## START EXTRACTED TEXT

Humans rely so much on visual information, that 90 percent of the information we take in is through our eyes. So in an era where artificial intelligence is no longer a hypothetical concept taken from science fiction movies, what better way to understand them than to see the way they do?

“Machine Visions,” multimedia artist Trevor Paglen’s first solo exhibition in Korea, is being held at the Nam June Paik Art Center in Gyeonggi until Feb. 2 as a part of the Nam June Paik Art Center Prize. Paglen was chosen as the winner last year.

The exhibition is fairly compact, with 19 pieces that span across various mediums, including video, installation and photography. Each work touches on different aspects, but the essence lies in one of two things: to show what images machines use to help function the way they are programmed and to show how those technologies could be used against us - to censor our lives and use it against us.

For example, “Tornado (Corpus: Spheres of Hell) Adversarially Evolved Hallucination” (2017) is a picture “painted” by artificial intelligence, after it was educated on what a tornado is, to show directly how machine vision and imagination differ from our own. On the other hand, “NSA-Tapped Fiber Optic Cable Landing Site, Keawaula, Hawaii, United States” (2016) is a picture taken from Hawaii of a seemingly calm beach. In fact, submarine cables lie underground, like the political power that exists beyond our sight. All of Paglen’s works are meant to show that “technology is not neutral” through the idea of vision, according to the artist.

## END EXTRACTED TEXT

> _AIM 1_: From the article on Trevor Paglen's exhibition, write out the part that opens with the words containing "Humans rely so" and closes with "way they do?".
> _AIM 2_: According to the article on Trevor Paglen's exhibition, how many pieces does "Machine Visions" include?
> _AIM 3_: Continue the article on Trevor Paglen's exhibition from the point where it stops.

## START DATA LINES

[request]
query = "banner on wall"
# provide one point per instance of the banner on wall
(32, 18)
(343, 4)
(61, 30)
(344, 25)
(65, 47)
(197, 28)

## END DATA LINES

> _EXERCISE OUTPUT 1_:
Humans rely so much on visual information, that 90 percent of the information we take in is through our eyes. So in an era where artificial intelligence is no longer a hypothetical concept taken from science fiction movies, what better way to understand them than to see the way they do?

> _EXERCISE OUTPUT 2_: It includes 19 pieces.

> _EXERCISE OUTPUT 3_:
“What I see my job is as an artist is to try to learn how to see what the world looks like at the moment in time that you find yourself within,” Paglen told local press. “When we think about the history of images, it’s very historical. And for all of history, images needed somebody to look at them for them to exist. They didn’t exist without the human to interpret them.

But that’s changing now. With things like computer vision, we can now build machines that look at images for us, and most of the looking at images that is going on in the world is done by machines - not by humans. Factories are looking at images for logistics and quality control, while cities have cameras that can automatically identify who people are.”